◆ **Reading passage**
============================================================
Two senior prosecutors implicated in a major bribery scandal were summoned for questioning for the first time yesterday.

Park Ki-joon and Han Seung-cheol, who allegedly took bribes from a Busan construction company owner named Jeong, were interrogated at the Seoul High Prosecutors’ Office. According to the special investigating committee formed in the aftermath of the scandal, Park and Han were put in separate rooms and questioned by a senior prosecutor and a junior prosecutor.

In a background briefing to reporters, a member of the committee said both men have already been determined to have accepted bribes, and yesterday’s interrogations focused on whether they were in return for specific favors. Neither man has been charged with a crime as yet.

Park has already submitted his resignation as the chief of the Busan District Prosecutors’ Office. Han, once a chief inspector at the Supreme Public Prosecutors’ Office, has been exiled to a nonprosecutorial position at the Legal Research and Training Institute, which trains individuals who have passed their bar exam.

On April 20, the MBC investigative program “PD Diary” aired an episode detailing Jeong’s claims to have bribed dozens of prosecutors over the past two decades, using cash, gifts, meals and sex worker services. Jeong said he did so hoping prosecutors would offer their help if he got into legal trouble. Park and Han were identified in the program.
============================================================
◆ **Data records**
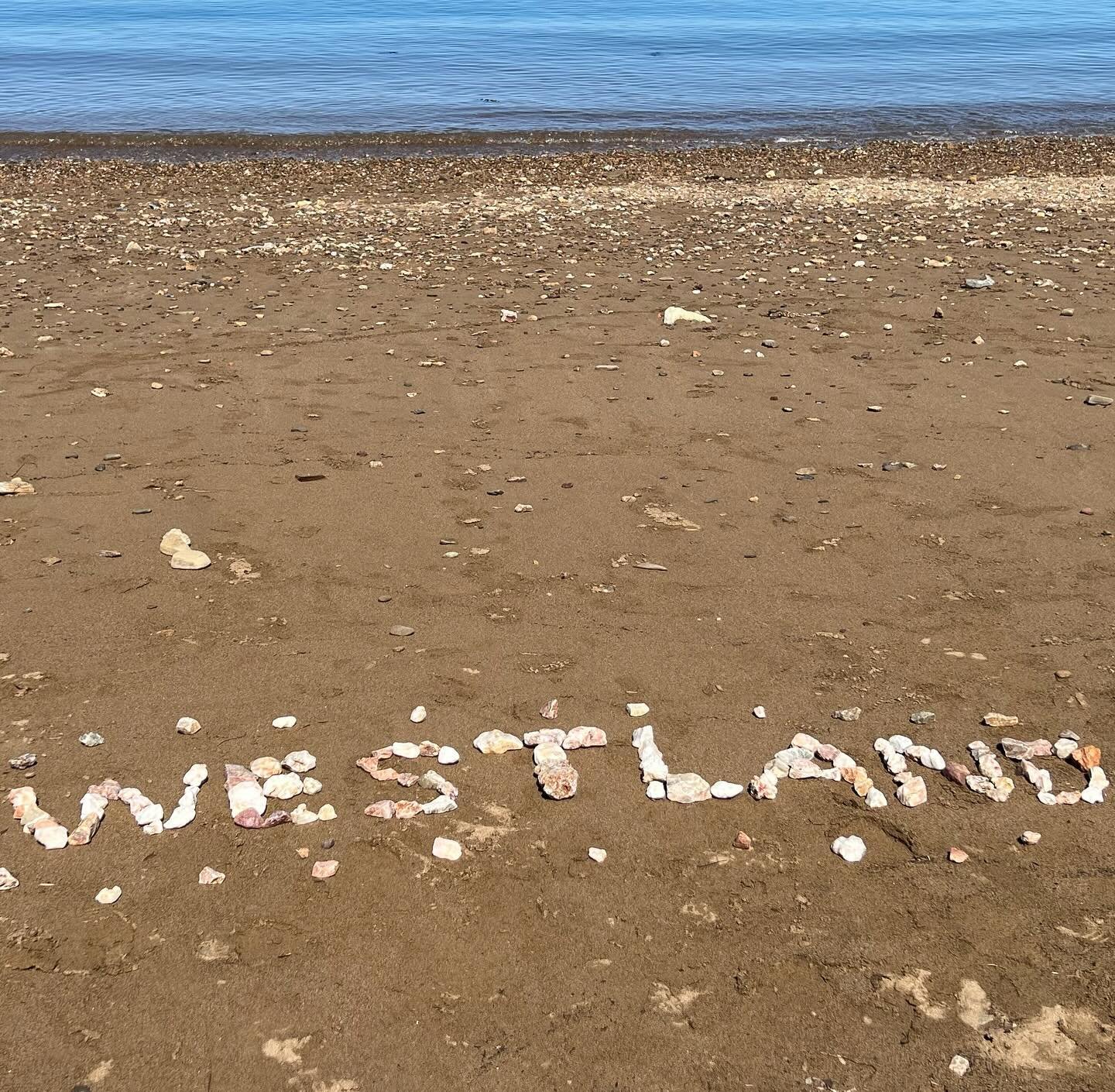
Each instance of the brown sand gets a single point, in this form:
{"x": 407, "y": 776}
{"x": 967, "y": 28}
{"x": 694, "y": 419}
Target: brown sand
{"x": 256, "y": 296}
============================================================
◆ **What to do**
(a) According to the article on the prosecutor bribery scandal, where were Park Ki-joon and Han Seung-cheol interrogated?
(b) Carry on the article about the prosecutor bribery scandal, picking up after its final sentence.

◆ **Results**
(a) At the Seoul High Prosecutors' Office.

(b)
After Jeong was arrested on fraud charges, he blew the whistle on active and retired prosecutors because he felt “betrayed” by the ones he had bribed. Jeong was sentenced to two years earlier this month.

Bribery suspicions involving prosecutors aren’t new, but the latest one has sent enough shockwaves through the justice system that President Lee Myung-bak has called for sweeping reforms.

Prosecutor General Kim Joon-gyu last week expressed qualms about the government’s plan to create a task force assigned to oversee reforms.

A committee official said investigators will find out by today whether the government will appoint special prosecutors to carry out further probes, but the goal of the committee was to “find out as much as we can” before that.